A. Ostrovsky / 21.01.2023

@Stefan Riedel : In Texas, da wird spanisch gesprochen. Nebenan, wo sie so was wie Französisch reden, das heißt Louisiana. Und im Spanischen wird der Muttersname hinter den Vatersnamen gestellt. Stalin Stalinowitsch Zapata muss dann noch den Muttersnamen Spencer dahinter bekommen, wenn Sie verstehen. Und ein aristokratischer Grad Compte de Blabla auch noch, wenn es sein muss. Das sind schon Schlingel die Südwestspanier. Jugozapata eben.
::::::
■ Aufgabe A: Schreiben Sie bitte aus dem Textauszug den Abschnitt zwischen „A. Ostrovsky /“ und „Südwestspanier. Jugozapata eben.“ ab, beide Stellen eingeschlossen.
■ Aufgabe B: Wohin wird laut dem Textauszug im Spanischen der Muttersname gestellt?

■ Vorliegende Datensätze:
::::::
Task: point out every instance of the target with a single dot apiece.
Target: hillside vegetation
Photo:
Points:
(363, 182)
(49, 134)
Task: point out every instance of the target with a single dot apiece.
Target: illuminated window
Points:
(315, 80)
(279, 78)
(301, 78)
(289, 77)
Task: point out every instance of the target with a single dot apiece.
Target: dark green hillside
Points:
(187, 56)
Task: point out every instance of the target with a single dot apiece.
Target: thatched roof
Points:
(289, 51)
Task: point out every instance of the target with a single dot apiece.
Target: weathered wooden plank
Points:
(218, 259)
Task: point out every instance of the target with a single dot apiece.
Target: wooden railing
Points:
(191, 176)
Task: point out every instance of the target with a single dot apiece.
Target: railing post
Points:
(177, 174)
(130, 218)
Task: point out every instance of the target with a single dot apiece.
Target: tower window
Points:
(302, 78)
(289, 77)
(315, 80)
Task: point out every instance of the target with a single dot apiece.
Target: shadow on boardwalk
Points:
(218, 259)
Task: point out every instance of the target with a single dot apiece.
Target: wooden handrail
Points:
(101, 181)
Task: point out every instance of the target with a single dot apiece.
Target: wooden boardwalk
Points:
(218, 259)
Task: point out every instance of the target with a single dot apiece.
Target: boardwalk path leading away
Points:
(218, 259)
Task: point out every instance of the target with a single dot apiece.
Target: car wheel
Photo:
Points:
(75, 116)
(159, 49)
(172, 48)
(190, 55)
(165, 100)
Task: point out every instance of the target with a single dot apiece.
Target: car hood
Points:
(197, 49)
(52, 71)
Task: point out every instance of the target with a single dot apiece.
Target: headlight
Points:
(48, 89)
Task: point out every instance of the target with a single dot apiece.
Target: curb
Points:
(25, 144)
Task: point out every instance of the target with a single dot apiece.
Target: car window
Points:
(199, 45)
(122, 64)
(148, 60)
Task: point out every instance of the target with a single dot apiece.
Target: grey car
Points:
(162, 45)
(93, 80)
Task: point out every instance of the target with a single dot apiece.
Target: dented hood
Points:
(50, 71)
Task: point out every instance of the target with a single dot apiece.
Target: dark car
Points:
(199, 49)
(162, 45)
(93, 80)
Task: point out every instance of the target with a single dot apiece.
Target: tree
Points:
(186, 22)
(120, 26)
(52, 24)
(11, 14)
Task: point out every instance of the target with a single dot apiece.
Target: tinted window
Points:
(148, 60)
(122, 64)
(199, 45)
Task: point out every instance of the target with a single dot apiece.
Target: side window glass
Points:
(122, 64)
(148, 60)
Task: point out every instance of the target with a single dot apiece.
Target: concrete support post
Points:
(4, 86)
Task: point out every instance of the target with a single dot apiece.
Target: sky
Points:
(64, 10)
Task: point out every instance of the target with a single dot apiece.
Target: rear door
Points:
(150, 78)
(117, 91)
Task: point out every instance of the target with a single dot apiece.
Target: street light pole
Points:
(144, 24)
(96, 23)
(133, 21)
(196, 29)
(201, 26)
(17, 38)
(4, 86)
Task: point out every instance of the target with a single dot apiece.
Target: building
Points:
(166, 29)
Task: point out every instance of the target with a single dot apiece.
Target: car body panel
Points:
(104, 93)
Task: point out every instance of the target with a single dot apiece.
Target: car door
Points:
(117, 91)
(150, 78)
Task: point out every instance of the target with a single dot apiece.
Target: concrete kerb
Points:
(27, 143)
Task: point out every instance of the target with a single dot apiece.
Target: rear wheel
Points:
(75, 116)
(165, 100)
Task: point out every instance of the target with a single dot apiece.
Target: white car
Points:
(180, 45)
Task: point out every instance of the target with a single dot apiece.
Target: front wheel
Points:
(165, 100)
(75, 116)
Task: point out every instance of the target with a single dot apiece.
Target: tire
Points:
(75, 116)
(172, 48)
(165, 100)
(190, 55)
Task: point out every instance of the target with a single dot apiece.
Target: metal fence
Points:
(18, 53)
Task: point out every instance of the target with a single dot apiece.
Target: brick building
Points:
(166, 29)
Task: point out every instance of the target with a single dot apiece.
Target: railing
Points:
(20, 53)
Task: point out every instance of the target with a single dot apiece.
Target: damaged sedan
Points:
::::::
■ Antwort A:
A. Ostrovsky / 21.01.2023

@Stefan Riedel : In Texas, da wird spanisch gesprochen. Nebenan, wo sie so was wie Französisch reden, das heißt Louisiana. Und im Spanischen wird der Muttersname hinter den Vatersnamen gestellt. Stalin Stalinowitsch Zapata muss dann noch den Muttersnamen Spencer dahinter bekommen, wenn Sie verstehen. Und ein aristokratischer Grad Compte de Blabla auch noch, wenn es sein muss. Das sind schon Schlingel die Südwestspanier. Jugozapata eben.

■ Antwort B: Hinter den Vatersnamen.